Locate each line in the records below that includes the string "stone", and copy those lines out.

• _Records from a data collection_
====

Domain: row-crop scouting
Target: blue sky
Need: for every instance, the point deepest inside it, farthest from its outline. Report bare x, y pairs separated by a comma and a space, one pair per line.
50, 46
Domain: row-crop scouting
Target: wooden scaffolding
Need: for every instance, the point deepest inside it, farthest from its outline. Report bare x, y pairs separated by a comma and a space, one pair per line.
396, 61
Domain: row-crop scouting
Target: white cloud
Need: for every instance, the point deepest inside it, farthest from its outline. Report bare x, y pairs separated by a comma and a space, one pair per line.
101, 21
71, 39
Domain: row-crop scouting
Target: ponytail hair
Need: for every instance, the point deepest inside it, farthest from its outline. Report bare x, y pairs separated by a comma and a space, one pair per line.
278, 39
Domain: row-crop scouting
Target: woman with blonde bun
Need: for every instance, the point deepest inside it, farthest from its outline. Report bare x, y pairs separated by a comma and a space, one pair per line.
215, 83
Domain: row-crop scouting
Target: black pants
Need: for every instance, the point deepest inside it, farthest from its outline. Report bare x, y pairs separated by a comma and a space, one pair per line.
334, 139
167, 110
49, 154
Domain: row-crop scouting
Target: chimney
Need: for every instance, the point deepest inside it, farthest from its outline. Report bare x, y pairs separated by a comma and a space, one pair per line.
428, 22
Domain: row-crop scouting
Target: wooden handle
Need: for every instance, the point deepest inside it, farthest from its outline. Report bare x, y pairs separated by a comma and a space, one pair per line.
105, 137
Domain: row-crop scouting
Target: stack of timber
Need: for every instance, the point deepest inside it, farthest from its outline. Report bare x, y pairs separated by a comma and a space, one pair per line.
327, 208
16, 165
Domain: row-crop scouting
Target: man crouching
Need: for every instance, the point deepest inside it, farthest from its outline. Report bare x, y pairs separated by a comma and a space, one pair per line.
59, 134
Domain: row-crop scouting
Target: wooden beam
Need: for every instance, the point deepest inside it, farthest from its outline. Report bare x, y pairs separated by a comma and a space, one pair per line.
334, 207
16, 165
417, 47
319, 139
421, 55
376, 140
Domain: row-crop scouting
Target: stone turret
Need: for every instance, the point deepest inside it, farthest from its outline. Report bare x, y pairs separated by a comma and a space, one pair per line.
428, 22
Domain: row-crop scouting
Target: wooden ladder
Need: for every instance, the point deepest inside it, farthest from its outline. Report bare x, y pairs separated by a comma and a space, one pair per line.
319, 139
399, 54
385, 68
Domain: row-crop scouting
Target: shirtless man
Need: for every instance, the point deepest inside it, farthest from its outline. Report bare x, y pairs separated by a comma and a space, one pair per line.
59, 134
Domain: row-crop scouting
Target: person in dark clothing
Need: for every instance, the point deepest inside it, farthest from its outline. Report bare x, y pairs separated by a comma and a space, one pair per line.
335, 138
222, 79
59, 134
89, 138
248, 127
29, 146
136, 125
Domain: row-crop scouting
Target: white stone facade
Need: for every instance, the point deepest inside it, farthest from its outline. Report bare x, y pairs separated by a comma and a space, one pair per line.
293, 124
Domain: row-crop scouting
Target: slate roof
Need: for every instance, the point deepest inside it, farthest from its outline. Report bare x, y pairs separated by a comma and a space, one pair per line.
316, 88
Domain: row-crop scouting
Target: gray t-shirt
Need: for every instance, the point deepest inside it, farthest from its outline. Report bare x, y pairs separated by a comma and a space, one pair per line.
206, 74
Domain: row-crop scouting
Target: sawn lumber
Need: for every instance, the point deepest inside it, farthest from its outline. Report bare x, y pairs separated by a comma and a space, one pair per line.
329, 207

====

• _TASK RESPONSE_
Target: stone turret
Target: white stone facade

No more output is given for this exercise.